>> Start TASK MATERIAL
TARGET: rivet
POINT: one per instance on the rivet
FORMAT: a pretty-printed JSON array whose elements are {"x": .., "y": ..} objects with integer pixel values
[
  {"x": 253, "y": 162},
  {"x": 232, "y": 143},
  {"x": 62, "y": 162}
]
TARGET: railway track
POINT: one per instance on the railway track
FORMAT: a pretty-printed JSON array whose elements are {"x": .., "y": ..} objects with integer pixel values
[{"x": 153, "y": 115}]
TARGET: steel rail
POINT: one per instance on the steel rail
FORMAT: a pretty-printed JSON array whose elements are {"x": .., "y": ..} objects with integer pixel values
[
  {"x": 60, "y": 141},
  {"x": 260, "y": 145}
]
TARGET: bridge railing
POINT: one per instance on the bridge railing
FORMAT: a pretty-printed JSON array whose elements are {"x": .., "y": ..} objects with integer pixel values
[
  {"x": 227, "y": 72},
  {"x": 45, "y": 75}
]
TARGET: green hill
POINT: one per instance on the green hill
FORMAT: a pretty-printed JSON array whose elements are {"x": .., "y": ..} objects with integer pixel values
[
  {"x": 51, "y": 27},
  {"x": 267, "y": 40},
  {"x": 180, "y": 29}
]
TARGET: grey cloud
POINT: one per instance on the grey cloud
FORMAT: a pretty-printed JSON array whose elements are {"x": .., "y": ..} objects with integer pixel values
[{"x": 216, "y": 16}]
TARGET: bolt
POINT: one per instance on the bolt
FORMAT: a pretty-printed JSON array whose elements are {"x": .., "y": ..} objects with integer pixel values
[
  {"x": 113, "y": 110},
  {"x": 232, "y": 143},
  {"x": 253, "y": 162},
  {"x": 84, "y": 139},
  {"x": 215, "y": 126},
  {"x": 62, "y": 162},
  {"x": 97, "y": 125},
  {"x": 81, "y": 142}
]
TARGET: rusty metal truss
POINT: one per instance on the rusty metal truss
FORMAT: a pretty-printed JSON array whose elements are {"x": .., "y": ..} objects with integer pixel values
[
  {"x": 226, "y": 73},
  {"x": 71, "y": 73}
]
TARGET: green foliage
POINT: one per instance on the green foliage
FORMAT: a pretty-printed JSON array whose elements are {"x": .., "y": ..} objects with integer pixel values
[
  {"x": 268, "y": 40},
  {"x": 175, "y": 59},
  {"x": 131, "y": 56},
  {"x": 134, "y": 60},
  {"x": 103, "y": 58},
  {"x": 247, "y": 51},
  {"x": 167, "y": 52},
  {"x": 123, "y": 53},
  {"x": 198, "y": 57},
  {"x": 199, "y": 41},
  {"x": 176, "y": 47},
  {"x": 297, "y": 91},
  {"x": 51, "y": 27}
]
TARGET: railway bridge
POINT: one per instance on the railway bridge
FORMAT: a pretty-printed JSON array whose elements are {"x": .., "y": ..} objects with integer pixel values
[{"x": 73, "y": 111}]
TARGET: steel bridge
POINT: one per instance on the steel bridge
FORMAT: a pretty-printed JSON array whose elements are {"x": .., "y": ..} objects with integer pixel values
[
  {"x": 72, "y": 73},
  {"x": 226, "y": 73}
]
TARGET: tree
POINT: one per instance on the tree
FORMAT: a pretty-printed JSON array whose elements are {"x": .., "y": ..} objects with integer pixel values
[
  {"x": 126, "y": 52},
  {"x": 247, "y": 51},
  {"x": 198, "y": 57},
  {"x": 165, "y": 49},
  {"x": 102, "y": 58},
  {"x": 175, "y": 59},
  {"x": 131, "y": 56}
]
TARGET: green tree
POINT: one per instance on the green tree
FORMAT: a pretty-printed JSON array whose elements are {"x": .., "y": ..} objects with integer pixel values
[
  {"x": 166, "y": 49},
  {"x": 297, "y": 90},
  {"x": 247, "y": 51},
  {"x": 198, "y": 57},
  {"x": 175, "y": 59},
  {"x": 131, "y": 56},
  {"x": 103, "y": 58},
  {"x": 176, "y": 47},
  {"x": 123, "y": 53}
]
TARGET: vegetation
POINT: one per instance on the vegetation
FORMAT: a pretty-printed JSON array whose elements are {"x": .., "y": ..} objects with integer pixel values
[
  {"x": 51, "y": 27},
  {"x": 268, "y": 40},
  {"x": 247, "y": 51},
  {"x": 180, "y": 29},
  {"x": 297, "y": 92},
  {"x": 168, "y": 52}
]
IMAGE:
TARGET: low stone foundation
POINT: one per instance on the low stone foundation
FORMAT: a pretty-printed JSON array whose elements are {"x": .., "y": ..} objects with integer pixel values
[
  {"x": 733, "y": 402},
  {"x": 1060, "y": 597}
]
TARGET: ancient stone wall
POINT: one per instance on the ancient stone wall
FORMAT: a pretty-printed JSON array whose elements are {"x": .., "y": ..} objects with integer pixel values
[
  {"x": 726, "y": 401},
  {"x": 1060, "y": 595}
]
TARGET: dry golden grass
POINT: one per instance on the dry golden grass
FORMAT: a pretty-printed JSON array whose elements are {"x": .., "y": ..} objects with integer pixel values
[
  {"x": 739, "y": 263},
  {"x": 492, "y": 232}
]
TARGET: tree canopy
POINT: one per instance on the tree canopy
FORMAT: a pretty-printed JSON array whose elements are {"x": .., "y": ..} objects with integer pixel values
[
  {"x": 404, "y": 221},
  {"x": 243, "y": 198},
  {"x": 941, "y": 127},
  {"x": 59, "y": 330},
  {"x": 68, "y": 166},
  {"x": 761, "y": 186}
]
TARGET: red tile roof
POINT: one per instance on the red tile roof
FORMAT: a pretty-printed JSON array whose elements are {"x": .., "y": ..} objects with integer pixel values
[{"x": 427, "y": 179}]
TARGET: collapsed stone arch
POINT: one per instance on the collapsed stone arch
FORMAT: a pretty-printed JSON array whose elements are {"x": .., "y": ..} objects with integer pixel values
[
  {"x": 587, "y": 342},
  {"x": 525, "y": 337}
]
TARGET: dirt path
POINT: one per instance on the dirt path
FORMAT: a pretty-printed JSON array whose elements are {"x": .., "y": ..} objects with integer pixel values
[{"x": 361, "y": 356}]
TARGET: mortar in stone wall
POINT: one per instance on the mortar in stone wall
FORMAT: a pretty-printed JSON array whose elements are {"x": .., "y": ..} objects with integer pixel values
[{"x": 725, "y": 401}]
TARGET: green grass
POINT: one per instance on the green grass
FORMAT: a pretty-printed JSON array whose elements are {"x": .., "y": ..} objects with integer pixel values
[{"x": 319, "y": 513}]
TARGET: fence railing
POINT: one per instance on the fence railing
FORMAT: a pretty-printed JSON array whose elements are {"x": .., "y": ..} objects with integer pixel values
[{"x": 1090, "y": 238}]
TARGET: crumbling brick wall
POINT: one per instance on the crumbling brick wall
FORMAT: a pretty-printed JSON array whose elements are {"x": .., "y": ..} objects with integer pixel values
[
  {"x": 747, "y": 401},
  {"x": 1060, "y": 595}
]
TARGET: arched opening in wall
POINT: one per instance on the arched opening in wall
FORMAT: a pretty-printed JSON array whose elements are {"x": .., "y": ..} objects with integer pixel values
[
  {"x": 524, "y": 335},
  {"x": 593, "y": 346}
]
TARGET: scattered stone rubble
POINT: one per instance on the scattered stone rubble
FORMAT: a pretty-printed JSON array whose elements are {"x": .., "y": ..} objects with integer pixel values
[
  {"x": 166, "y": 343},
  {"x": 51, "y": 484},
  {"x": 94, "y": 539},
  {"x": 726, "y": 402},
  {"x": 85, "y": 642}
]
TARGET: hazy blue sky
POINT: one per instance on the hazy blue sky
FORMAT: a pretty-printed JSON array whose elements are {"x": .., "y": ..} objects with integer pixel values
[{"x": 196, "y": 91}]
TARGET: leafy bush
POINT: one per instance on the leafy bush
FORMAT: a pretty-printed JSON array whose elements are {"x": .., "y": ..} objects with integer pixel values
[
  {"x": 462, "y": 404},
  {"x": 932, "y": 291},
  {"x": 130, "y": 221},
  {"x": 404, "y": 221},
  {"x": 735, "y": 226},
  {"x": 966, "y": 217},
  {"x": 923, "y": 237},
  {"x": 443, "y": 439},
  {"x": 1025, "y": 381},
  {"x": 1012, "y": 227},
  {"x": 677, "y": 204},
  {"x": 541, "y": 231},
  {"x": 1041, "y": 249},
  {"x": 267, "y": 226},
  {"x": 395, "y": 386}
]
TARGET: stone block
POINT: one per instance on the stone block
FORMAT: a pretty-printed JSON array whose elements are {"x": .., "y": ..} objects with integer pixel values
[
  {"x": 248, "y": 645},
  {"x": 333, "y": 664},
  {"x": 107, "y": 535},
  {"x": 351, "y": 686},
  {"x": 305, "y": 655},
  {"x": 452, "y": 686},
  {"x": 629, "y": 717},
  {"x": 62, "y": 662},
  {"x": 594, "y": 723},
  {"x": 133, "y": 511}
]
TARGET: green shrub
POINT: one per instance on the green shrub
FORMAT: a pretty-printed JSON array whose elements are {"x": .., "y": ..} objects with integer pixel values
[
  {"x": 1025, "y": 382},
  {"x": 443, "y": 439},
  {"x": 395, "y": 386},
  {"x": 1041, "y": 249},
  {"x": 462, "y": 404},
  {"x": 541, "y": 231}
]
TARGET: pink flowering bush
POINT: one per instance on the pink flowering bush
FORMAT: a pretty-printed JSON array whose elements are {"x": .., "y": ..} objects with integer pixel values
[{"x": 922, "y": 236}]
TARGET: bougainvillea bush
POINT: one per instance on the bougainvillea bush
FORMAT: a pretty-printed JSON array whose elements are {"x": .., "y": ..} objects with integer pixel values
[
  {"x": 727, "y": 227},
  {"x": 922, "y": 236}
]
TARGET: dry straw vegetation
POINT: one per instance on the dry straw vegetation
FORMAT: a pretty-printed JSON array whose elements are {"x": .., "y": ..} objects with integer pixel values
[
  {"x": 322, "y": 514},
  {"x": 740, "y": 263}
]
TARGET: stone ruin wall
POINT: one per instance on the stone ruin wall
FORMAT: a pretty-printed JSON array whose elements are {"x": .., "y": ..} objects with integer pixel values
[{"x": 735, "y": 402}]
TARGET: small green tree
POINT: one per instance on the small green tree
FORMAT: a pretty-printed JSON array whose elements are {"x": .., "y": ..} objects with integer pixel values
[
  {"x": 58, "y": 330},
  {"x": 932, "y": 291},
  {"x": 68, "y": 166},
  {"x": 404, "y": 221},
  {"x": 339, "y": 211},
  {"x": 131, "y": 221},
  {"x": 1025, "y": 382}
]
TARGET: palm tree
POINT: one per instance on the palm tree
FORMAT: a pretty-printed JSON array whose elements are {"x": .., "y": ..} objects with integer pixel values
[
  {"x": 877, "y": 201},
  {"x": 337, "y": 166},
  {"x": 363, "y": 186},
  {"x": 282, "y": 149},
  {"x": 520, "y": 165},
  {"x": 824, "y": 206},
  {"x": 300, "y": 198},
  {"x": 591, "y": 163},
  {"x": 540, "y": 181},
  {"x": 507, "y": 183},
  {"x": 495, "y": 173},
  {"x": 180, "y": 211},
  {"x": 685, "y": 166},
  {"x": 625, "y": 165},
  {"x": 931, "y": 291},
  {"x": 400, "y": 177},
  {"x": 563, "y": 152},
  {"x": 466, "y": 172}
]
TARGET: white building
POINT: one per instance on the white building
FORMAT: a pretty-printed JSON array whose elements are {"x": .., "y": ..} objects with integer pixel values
>> End TASK MATERIAL
— TASK DIRECTIONS —
Starting from the line with "TARGET: palm tree" and ending with the final line of the data, quote every line exactly, both ends included.

— TASK RESPONSE —
TARGET: palm tree
POINT: one per instance on the palm tree
FORMAT: a pretty-printed JSON array whose elements are {"x": .., "y": ..} objects with integer pixel values
[
  {"x": 877, "y": 201},
  {"x": 337, "y": 166},
  {"x": 363, "y": 186},
  {"x": 282, "y": 149},
  {"x": 520, "y": 165},
  {"x": 824, "y": 206},
  {"x": 300, "y": 198},
  {"x": 591, "y": 163},
  {"x": 540, "y": 181},
  {"x": 507, "y": 183},
  {"x": 495, "y": 173},
  {"x": 180, "y": 211},
  {"x": 685, "y": 166},
  {"x": 625, "y": 165},
  {"x": 931, "y": 291},
  {"x": 400, "y": 177},
  {"x": 563, "y": 152},
  {"x": 466, "y": 172}
]
TARGET: white building
POINT: one per instance on the white building
FORMAT: a pretty-printed JSON array whose elements are {"x": .., "y": ..} objects with integer pixel values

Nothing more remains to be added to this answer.